----- TASK INPUT

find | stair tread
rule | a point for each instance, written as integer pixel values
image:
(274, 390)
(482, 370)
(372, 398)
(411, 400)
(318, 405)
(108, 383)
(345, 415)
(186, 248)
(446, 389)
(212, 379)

----------

● TASK DIRECTIONS: Rewrite the records with "stair tread" replaced by "step" and everything else left unchanged.

● EXERCISE SOLUTION:
find | step
rule | a point for each instance, written as integer pixel values
image:
(274, 390)
(482, 370)
(372, 398)
(411, 400)
(318, 405)
(108, 383)
(345, 415)
(186, 248)
(446, 389)
(212, 379)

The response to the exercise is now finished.